SEITENAUSSCHNITT:
- - -

Cardio Flash

CARDIO FLASH

In dieser Rubrik werden wichtige Studien und Themen von den Herausgebern dieser Zeitschrift kurz zusammengefasst und kommentiert. Wir hoffen, dass Sie, liebe Leserinnen und Leser, diese Information schätzen.



Aspirin in der Primärprävention des Schlaganfalls bei älteren Patienten

In der Primärprävention wird der protektive Effekt von Aspirin durch vermehrte Blutungen aufgehoben. Trotzdem ist die primär präventive Einnahme von Aspirin weit verbreitet. Bei älteren Menschen ist die Prävention eines Schlaganfalls ein berechtigtes Anliegen. Die ASPREE Studie hat deshalb den Nutzen von Aspirin in der Prävention von Schlaganfällen bei älteren Patienten (n=19‘114; 56% Frauen, mittleres Alter 74 Jahre) untersucht (1) . Bei diesen vergleichsweise gesunden älteren Patienten resultierte Aspirin 100 mg/Tag in keiner statistisch signifikanten Reduktion der ischämischen Schlaganfällen. Aspirin führte aber zu einem signifikanten Anstieg der intrazerebralen Blutungen. 29 zusätzliche intrazerebralen Blutungen standen 20 verhinderten ischämischen Schlaganfällen gegenüber. Die intrazerebralen Blutungen führten zu mehr Todesfällen als die ischämischen Schlaganfälle. Auch die extrakranialen Blutungen waren unter Aspirin erhöht.

- - -

EINGABEDATEN:

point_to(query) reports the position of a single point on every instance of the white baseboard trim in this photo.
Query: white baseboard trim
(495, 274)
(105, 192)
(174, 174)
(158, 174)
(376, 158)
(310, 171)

- - -

DIE AUFGABE: Kannst du den Wortlaut des Seitenausschnitts von „In dieser Rubrik“ bis einschließlich „diese Information schätzen.“ unverändert aufschreiben?

LÖSUNG:
In dieser Rubrik werden wichtige Studien und Themen von den Herausgebern dieser Zeitschrift kurz zusammengefasst und kommentiert. Wir hoffen, dass Sie, liebe Leserinnen und Leser, diese Information schätzen.